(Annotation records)

▬▬▬

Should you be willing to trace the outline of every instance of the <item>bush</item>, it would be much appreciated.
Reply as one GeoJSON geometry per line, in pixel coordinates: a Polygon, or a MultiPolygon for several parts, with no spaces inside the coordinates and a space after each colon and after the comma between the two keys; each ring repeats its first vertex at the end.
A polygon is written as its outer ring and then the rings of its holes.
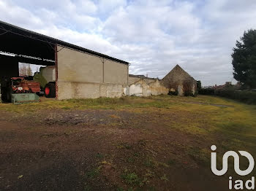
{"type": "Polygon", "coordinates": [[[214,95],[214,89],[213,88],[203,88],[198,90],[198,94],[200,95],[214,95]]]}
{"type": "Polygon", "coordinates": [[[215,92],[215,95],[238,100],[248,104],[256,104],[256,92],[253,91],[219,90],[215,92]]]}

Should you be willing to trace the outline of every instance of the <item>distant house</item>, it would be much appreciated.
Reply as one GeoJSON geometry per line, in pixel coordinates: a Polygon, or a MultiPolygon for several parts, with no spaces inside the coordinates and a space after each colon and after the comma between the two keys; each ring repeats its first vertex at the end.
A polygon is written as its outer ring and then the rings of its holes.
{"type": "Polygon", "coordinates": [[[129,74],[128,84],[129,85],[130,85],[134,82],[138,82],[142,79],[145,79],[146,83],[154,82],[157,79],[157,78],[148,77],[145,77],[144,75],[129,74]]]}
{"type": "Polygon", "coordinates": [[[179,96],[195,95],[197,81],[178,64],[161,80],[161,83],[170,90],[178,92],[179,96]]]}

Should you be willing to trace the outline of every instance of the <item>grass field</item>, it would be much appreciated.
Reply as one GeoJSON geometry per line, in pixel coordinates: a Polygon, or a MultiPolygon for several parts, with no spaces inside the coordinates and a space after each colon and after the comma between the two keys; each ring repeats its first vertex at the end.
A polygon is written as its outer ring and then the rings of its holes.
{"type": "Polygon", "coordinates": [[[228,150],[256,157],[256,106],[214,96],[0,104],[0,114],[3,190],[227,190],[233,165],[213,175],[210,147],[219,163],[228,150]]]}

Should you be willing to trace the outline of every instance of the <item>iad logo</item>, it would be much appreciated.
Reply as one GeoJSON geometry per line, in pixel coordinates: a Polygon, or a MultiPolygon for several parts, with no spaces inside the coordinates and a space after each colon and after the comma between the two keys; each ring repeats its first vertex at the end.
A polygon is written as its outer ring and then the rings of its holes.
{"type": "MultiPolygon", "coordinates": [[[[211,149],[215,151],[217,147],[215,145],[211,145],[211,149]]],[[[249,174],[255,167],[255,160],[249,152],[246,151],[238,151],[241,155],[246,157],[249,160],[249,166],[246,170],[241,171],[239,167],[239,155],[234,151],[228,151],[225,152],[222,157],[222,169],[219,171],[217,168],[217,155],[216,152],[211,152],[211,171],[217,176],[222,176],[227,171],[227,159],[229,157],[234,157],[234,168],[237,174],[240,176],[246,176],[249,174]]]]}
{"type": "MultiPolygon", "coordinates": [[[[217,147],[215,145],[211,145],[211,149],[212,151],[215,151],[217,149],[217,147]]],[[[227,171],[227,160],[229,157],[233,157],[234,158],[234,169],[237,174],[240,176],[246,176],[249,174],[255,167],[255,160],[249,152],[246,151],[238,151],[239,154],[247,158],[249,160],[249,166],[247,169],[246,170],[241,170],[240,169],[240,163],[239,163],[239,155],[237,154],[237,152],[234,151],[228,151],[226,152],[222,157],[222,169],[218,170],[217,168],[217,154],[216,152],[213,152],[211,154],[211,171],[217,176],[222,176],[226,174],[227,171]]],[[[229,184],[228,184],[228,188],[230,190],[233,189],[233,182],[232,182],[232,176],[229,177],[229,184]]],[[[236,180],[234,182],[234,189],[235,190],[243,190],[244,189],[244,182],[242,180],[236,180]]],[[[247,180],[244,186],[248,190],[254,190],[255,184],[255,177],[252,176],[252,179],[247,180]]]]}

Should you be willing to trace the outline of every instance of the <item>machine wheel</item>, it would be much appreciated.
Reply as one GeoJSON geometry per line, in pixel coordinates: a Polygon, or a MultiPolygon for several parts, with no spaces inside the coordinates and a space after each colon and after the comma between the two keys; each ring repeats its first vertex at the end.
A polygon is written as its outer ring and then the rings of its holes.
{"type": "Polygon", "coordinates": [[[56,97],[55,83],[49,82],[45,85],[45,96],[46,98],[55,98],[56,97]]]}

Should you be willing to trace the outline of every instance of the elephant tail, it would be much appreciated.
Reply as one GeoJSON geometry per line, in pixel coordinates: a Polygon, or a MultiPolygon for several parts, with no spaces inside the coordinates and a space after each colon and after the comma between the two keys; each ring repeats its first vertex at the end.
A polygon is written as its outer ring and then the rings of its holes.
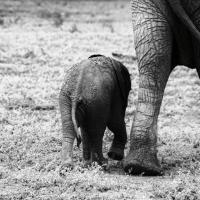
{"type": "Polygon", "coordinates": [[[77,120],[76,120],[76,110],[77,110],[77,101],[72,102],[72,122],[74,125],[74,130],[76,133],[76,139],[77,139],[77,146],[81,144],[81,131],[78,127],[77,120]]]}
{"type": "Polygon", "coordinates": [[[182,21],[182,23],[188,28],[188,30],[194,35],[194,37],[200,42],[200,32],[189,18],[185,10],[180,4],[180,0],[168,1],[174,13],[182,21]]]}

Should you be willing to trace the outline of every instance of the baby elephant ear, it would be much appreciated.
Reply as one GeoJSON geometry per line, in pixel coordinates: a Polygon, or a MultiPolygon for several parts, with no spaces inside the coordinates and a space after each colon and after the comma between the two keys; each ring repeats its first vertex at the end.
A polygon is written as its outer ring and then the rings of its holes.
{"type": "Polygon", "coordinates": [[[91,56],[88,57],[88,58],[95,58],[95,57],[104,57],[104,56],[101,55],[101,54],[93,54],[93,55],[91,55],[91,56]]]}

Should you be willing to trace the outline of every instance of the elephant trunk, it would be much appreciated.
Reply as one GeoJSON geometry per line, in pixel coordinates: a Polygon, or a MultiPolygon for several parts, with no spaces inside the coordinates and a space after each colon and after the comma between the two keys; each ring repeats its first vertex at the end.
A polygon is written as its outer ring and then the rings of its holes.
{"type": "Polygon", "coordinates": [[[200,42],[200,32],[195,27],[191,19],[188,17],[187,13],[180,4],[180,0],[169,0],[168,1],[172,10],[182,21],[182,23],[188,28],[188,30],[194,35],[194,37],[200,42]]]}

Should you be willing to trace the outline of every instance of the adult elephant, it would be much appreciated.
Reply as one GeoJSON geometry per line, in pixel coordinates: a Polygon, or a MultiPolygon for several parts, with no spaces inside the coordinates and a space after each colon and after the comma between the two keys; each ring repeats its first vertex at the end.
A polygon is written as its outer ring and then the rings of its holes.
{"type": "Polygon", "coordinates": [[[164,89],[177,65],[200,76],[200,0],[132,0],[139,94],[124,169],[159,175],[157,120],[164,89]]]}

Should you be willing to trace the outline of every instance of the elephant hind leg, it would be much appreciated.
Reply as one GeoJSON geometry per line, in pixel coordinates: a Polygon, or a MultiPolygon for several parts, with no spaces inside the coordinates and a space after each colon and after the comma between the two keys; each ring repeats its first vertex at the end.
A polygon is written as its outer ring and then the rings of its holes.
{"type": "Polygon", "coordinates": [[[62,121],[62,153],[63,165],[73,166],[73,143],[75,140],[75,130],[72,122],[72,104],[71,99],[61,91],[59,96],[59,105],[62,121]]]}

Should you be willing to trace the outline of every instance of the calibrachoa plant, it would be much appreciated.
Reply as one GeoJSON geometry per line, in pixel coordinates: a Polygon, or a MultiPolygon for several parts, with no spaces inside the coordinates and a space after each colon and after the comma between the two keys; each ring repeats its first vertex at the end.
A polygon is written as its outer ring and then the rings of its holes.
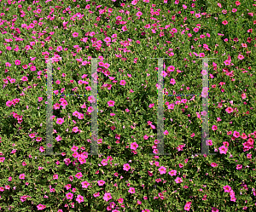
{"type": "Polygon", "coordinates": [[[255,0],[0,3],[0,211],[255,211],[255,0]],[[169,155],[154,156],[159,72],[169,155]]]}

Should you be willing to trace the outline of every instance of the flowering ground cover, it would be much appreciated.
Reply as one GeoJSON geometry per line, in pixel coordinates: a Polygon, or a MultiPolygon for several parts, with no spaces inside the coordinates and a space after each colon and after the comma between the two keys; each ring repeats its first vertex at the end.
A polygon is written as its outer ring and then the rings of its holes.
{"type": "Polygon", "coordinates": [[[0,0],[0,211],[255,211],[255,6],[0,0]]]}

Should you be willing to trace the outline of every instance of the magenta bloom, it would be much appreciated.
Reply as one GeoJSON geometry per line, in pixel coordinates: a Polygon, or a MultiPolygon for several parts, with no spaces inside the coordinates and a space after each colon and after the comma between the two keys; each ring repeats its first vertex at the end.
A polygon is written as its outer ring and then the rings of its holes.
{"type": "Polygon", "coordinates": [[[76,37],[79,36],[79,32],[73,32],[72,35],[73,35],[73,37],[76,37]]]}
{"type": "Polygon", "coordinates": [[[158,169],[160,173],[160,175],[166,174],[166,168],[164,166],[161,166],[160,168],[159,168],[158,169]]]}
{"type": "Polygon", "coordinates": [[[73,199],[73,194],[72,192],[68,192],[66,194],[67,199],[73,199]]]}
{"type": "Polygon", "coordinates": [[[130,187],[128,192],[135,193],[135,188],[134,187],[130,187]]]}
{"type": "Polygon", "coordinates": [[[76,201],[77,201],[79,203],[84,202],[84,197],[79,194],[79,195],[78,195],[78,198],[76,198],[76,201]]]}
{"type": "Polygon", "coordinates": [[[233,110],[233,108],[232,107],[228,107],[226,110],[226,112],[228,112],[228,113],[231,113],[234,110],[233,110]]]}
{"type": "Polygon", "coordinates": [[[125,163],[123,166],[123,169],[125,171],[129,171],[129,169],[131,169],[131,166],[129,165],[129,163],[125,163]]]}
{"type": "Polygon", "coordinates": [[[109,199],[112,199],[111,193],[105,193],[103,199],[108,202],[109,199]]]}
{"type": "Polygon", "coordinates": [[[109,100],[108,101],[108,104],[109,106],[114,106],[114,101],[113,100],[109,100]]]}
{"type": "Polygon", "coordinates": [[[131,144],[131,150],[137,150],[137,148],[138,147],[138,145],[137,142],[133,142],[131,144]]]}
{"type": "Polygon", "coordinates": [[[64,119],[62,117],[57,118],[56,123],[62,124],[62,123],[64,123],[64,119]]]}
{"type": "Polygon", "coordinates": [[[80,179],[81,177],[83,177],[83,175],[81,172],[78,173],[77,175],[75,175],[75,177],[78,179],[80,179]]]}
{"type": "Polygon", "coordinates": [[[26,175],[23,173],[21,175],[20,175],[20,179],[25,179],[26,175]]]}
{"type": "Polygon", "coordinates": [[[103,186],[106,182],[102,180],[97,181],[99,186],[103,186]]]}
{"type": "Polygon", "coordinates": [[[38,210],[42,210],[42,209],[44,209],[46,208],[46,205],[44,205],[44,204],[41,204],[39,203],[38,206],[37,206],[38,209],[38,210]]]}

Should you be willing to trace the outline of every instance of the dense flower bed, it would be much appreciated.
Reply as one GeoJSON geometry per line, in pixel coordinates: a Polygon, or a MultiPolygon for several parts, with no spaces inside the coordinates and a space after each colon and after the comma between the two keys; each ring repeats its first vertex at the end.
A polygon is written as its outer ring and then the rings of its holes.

▬▬▬

Exercise objective:
Report each line of the data above that contains the string "item", treating uppercase and lowercase as different.

Answer to this task:
Should you be willing to trace the outline of every instance of the <item>bush</item>, it would be much appreciated.
Should you be willing to trace the outline of every instance of the <item>distant house</item>, it would be much appreciated.
Should you be willing to trace the outline of every instance of the <item>grass field</item>, it would be much appreciated.
Should you be willing to trace the outline of every instance of the <item>iad logo</item>, it would be much appreciated.
Should you be willing to trace the outline of every instance of the <item>machine wheel</item>, it would be much appreciated.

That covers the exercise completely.